__Exercise prompt__
Do these statements agree with the note below on normalizing xlwings output? Answer yes or no for each, quoting the deciding words. 1. Code that assumes 2D but gets 1D raises an index error. 2. The wrapper coerces the output to a consistent 1D structure. 3. A single value that is not a list or tuple is returned as [[raw]].
--- Start of Text extract ---
If your code assumes 2D and receives 1D, you get an index error. If your code assumes 1D and receives 2D, you iterate over inner lists as if they were values. The fix is a normalization wrapper that coerces any cell range output to a consistent 2D structure before processing:

def normalize_xlwings_output(raw) -> list[list]:
    if not isinstance(raw, (list, tuple)):
        return [[raw]]
    if raw and not isinstance(raw[0], (list, tuple)):
        return [[v] for v in raw]
    return [list(row) for row in raw]

One function call at the ingestion boundary eliminates an entire class of runtime errors.
--- End of Text extract ---
--- Start of Information shown ---
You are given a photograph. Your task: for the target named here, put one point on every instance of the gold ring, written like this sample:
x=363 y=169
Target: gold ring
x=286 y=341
--- End of Information shown ---
__Exercise solution__
1. Yes: "If your code assumes 2D and receives 1D, you get an index error."
2. No: "coerces any cell range output to a consistent 2D structure"
3. Yes: "if not isinstance(raw, (list, tuple)): return [[raw]]"